Assigned task: Apart from the images, the records below need to be copied exactly.

===== Available records =====

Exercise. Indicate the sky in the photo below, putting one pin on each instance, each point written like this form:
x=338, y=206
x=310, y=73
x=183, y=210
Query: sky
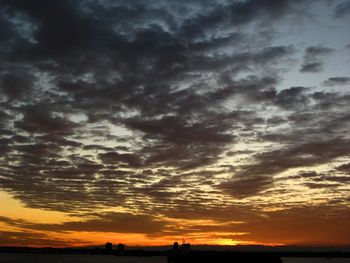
x=146, y=122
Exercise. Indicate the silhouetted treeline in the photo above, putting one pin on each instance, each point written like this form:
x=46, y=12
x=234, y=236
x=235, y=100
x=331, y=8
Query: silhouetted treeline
x=142, y=252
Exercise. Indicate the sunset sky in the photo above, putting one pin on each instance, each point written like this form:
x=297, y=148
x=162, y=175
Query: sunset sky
x=145, y=122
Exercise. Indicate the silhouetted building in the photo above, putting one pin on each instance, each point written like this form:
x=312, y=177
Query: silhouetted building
x=121, y=249
x=109, y=247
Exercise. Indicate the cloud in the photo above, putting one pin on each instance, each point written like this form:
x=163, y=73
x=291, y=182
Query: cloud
x=313, y=58
x=337, y=81
x=342, y=9
x=183, y=110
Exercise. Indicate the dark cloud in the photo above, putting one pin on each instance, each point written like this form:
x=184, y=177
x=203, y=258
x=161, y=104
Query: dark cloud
x=337, y=81
x=342, y=9
x=149, y=106
x=313, y=58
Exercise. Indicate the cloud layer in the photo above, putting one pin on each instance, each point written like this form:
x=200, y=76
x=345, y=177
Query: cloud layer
x=169, y=110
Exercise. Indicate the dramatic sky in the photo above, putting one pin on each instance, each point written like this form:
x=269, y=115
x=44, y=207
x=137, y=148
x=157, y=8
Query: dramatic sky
x=145, y=122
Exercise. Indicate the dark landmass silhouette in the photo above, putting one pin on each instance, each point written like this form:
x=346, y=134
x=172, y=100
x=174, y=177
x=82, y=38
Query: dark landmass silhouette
x=203, y=253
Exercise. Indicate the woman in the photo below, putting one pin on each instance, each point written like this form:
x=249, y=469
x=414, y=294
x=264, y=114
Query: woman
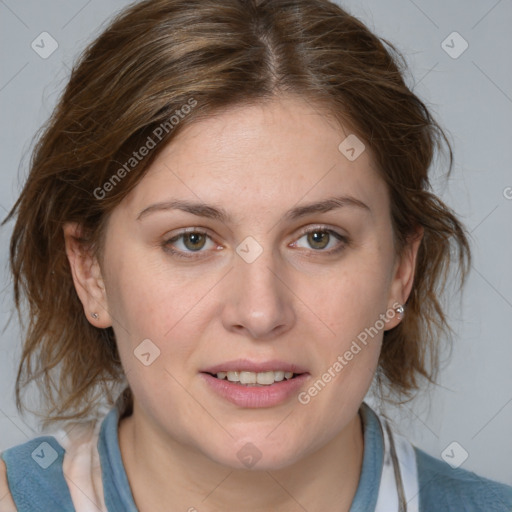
x=229, y=219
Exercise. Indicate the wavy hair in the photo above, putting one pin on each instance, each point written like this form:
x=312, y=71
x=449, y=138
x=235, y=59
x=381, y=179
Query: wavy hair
x=151, y=60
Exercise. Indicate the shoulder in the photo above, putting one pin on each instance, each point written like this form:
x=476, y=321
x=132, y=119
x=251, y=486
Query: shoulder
x=6, y=503
x=31, y=476
x=456, y=489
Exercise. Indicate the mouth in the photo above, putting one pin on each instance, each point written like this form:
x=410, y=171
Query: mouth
x=247, y=378
x=252, y=384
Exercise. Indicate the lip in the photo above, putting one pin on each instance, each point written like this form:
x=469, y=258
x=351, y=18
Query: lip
x=246, y=365
x=255, y=396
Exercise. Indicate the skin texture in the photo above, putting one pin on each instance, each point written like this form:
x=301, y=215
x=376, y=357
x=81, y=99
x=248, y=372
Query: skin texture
x=294, y=303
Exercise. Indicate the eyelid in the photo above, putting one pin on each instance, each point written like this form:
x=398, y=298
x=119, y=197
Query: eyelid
x=342, y=239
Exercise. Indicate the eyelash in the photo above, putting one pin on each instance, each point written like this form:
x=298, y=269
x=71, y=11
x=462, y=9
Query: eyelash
x=344, y=241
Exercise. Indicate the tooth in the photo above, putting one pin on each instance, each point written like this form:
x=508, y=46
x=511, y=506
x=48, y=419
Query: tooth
x=278, y=376
x=247, y=378
x=265, y=378
x=233, y=376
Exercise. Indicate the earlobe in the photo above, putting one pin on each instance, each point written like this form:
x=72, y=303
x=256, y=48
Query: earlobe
x=87, y=277
x=403, y=278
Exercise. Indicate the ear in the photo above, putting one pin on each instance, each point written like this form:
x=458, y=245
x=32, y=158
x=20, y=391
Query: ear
x=87, y=277
x=403, y=276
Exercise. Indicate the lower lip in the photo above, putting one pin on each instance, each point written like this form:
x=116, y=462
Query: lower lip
x=256, y=396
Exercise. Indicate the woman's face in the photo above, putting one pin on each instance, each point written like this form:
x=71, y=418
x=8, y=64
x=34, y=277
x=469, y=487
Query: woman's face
x=247, y=289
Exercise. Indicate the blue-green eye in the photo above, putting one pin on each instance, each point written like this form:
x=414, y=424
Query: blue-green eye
x=319, y=238
x=323, y=240
x=192, y=241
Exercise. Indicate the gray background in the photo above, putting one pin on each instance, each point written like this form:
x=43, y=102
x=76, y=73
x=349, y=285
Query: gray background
x=470, y=95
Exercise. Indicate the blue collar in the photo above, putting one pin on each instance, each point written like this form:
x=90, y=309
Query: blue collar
x=119, y=498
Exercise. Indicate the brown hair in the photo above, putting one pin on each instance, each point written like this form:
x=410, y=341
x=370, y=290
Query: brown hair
x=152, y=60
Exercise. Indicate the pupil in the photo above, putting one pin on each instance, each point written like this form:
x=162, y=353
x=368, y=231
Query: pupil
x=319, y=239
x=195, y=240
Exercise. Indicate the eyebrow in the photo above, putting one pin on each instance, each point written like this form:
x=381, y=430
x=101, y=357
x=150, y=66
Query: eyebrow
x=212, y=212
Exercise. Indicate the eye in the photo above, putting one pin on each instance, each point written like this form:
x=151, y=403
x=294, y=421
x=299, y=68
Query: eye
x=322, y=239
x=191, y=240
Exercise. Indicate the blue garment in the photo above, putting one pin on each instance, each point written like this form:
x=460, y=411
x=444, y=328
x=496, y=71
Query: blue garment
x=442, y=489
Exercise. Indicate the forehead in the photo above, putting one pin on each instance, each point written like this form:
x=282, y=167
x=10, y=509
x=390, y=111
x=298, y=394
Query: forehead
x=259, y=158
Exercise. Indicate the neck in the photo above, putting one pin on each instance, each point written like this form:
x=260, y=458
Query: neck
x=163, y=474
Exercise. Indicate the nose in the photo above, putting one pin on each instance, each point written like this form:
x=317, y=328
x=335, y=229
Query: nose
x=259, y=301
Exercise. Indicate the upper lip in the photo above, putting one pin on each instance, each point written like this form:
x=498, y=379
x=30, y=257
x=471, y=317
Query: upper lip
x=246, y=365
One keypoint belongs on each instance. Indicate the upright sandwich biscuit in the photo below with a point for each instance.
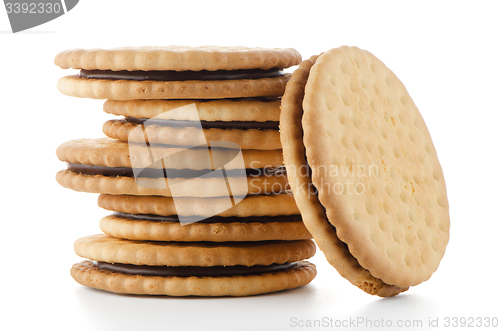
(255, 218)
(374, 197)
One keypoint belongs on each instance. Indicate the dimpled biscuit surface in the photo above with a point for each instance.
(375, 167)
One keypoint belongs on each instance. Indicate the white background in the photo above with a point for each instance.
(446, 53)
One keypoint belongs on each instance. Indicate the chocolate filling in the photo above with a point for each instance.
(170, 75)
(85, 169)
(216, 271)
(241, 125)
(213, 219)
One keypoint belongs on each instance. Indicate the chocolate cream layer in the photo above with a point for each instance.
(213, 219)
(216, 271)
(170, 75)
(85, 169)
(241, 125)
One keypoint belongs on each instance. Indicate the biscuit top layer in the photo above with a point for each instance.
(178, 58)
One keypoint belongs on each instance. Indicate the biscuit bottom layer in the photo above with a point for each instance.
(213, 219)
(85, 169)
(170, 75)
(189, 271)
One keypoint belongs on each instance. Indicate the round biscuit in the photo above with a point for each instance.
(252, 205)
(254, 110)
(239, 230)
(104, 248)
(178, 58)
(192, 187)
(313, 213)
(361, 128)
(75, 86)
(109, 152)
(191, 136)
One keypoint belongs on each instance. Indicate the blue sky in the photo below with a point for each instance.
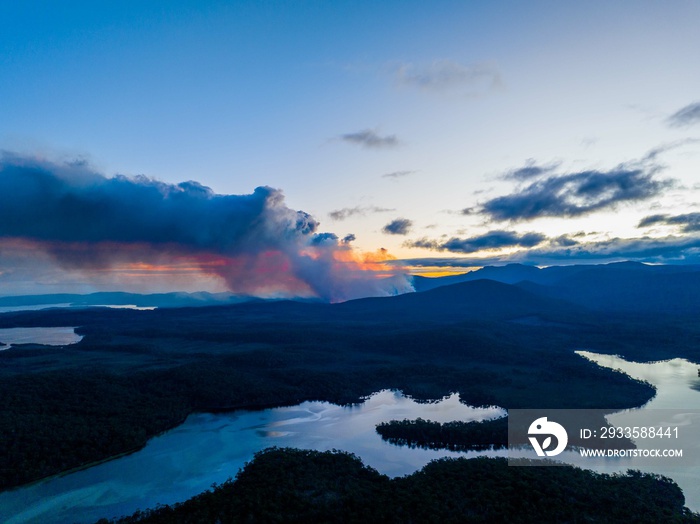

=====

Answer for the task:
Exercise. Indicate the sky in the photo below, putting one pin on each instance, each point written like this form:
x=338, y=206
x=310, y=73
x=183, y=210
Query: sky
x=146, y=122
Exercise. Indicate the silhouetted treeline in the photo above, putting one pin on each instance, each point written like this form:
x=46, y=12
x=234, y=236
x=235, y=100
x=331, y=8
Query: silhouetted treeline
x=142, y=252
Exercise. Indicate the sunset sky in the photo above, putting one pin on each instance, each point written like this form:
x=297, y=148
x=162, y=175
Query: sunset sky
x=145, y=122
Exercise. Indicate the silhouetted building in the photo above, putting one pin on each instance, each point written like this form:
x=312, y=177
Query: silhouetted building
x=121, y=249
x=109, y=247
Exercise. Indicate the cloud in the photo above, putting one pin on each instance, each point written like this form:
x=163, y=73
x=291, y=182
Query: cloud
x=313, y=58
x=337, y=81
x=342, y=9
x=183, y=110
Exercise. Indicate the dark cloud in the photo above, putting one pin on each instance, each point written like this form:
x=184, y=177
x=203, y=258
x=161, y=104
Query: dark cloud
x=337, y=81
x=342, y=9
x=149, y=106
x=313, y=58
Exercise. Indicate the cloud layer in the photo above, putting one pin on each instance, each point written like this form:
x=200, y=76
x=345, y=177
Query: cloud layer
x=169, y=110
Exercise. Indicate the dramatic sky in the photo above, putting one pin on each instance, each point written like this form:
x=269, y=115
x=44, y=207
x=137, y=148
x=157, y=8
Query: dramatic sky
x=145, y=122
Exercise. Indicate the dark landmass silhouette in the photo above, putting one pin on each instance, each point written like this form:
x=346, y=134
x=172, y=100
x=174, y=177
x=82, y=38
Query: dark landmass silhouette
x=203, y=253
Exercise. Indicate the woman in the photo below, putting one pin on each instance, each point written like this form:
x=249, y=469
x=414, y=294
x=264, y=114
Query: woman
x=229, y=219
Exercise. Indicate the wavy hair in the photo above, putting one pin on each instance, each point written like this form:
x=312, y=71
x=449, y=138
x=235, y=59
x=381, y=179
Query: wavy hair
x=151, y=60
Exercise. Indicate the shoulder in the photo above, putting one pin on each instance, each point written like this form:
x=476, y=321
x=132, y=119
x=251, y=486
Query: shoulder
x=6, y=503
x=31, y=476
x=456, y=489
Exercise. Indicate the mouth in the photo above, putting one pin on each instance, each point written like this form:
x=410, y=171
Query: mouth
x=247, y=378
x=252, y=384
Exercise. Indicate the lip in the photo above, putting one pin on each instance, each point written like this form:
x=469, y=258
x=351, y=18
Query: lip
x=246, y=365
x=255, y=396
Exercise. Indicate the skin texture in the photo above, putting one pin on each instance, each point written like this form:
x=301, y=215
x=376, y=357
x=81, y=99
x=248, y=372
Query: skin texture
x=294, y=303
Exercise. Indicate the eyelid in the photo above, putting one pin on each instance, each point written like this form:
x=398, y=298
x=119, y=197
Query: eyelid
x=342, y=239
Exercise. Indicate the eyelash in the photo above, putting one pin on each instance, each point written like this form:
x=298, y=269
x=71, y=11
x=462, y=9
Query: eyelash
x=344, y=241
Exercise. Indicate the tooth in the photo above, putting one pin on each instance, each point written like this form:
x=508, y=46
x=511, y=506
x=48, y=419
Query: tooth
x=278, y=376
x=247, y=378
x=265, y=378
x=233, y=376
Exercise. Indicate the earlobe in the photo above, putting one pin on each instance, each point written like this form:
x=72, y=303
x=256, y=48
Query: earlobe
x=87, y=277
x=403, y=278
Exercise. Indicate the ear in the photo above, putting one pin on each instance, each point written like this form:
x=458, y=245
x=32, y=158
x=20, y=391
Query: ear
x=87, y=277
x=403, y=276
Exercise. Indicate the lower lip in the photo above, putting one pin on each instance, each point written like this form:
x=116, y=462
Query: lower lip
x=256, y=396
Exercise. Indicate the woman's face in the photo above, putting one pin on each instance, each point written like this form:
x=71, y=418
x=8, y=64
x=34, y=277
x=469, y=487
Query: woman's face
x=247, y=289
Exercise. Indicate the blue-green eye in the photo above, putting one pin on each instance, each point written like this form:
x=414, y=424
Query: blue-green eye
x=319, y=238
x=323, y=240
x=192, y=241
Exercise. Indicate the gray background in the photo above, putting one pin on each instance, each point written like this form:
x=43, y=102
x=76, y=73
x=349, y=285
Query: gray background
x=470, y=95
Exercise. Indicate the blue collar in the photo above, putting one pin on each instance, each point written like this form:
x=90, y=309
Query: blue collar
x=119, y=498
Exercise. Indicate the brown hair in the photo above, putting one pin on each instance, each point written like this form:
x=410, y=341
x=370, y=290
Query: brown hair
x=152, y=60
Exercise. Indicate the pupil in the photo above, putting one pin on each instance, each point written like this form:
x=162, y=353
x=368, y=231
Query: pupil
x=319, y=239
x=195, y=240
Exercise. Indicate the eyebrow in the photo above, putting one pin on each instance, each point written like this form:
x=381, y=430
x=101, y=357
x=150, y=66
Query: eyebrow
x=212, y=212
Exercise. Indicate the eye in the photo above, putting one pin on each instance, each point written like this form:
x=151, y=403
x=294, y=421
x=299, y=68
Query: eye
x=322, y=239
x=191, y=240
Exercise. Indicate the blue garment in the photo above, putting one pin on each instance, each point written like this form:
x=460, y=411
x=444, y=328
x=496, y=71
Query: blue garment
x=442, y=489
Exercise. Indicate the forehead in the photo above, putting one pin on each instance, each point written like this form:
x=282, y=167
x=10, y=509
x=390, y=111
x=298, y=394
Query: forehead
x=259, y=158
Exercise. Indicate the neck in the photo above, putting one pin on each instance, each point written like this form:
x=260, y=458
Query: neck
x=163, y=474
Exercise. Indicate the nose in the photo above, putting one pin on each instance, each point written like this form:
x=317, y=328
x=335, y=229
Query: nose
x=259, y=301
Exercise. Indicate the upper lip in the photo above, putting one pin on each instance, each point written like this form:
x=498, y=379
x=30, y=257
x=471, y=317
Query: upper lip
x=246, y=365
One keypoint belongs on each instance. Indicate the upright sandwich biscuit in the photo below with a point for each instance.
(255, 218)
(374, 197)
One keypoint belongs on each instance. Indicate the dimpled biscuit surface in the photo above with a point for each instance.
(375, 167)
One keypoint belongs on each instance. Indicate the white background in the photo above with a point for each instance.
(446, 53)
One keypoint belongs on each instance. Indicate the chocolate filling in the photo above with a point for each instance.
(170, 75)
(85, 169)
(216, 271)
(241, 125)
(213, 219)
One keypoint belongs on each instance. Indicate the chocolate cream layer in the photo above with a point for each instance.
(213, 219)
(216, 271)
(170, 75)
(85, 169)
(241, 125)
One keypoint belongs on each instance. Indicate the biscuit top layer in the photo above with a point for each instance.
(178, 58)
One keypoint belongs on each instance. Indicate the biscuit bottom layer in the photo above with a point for each instance.
(213, 219)
(85, 169)
(170, 75)
(189, 271)
One keypoint belongs on each instance. Indicate the round biscuit in the photo above with a point for each instance.
(252, 205)
(254, 110)
(239, 230)
(104, 248)
(178, 58)
(192, 187)
(313, 213)
(361, 128)
(75, 86)
(109, 152)
(191, 136)
One keypoint belongs on each instance. Indicate the blue sky in the photo below with a point for each instance.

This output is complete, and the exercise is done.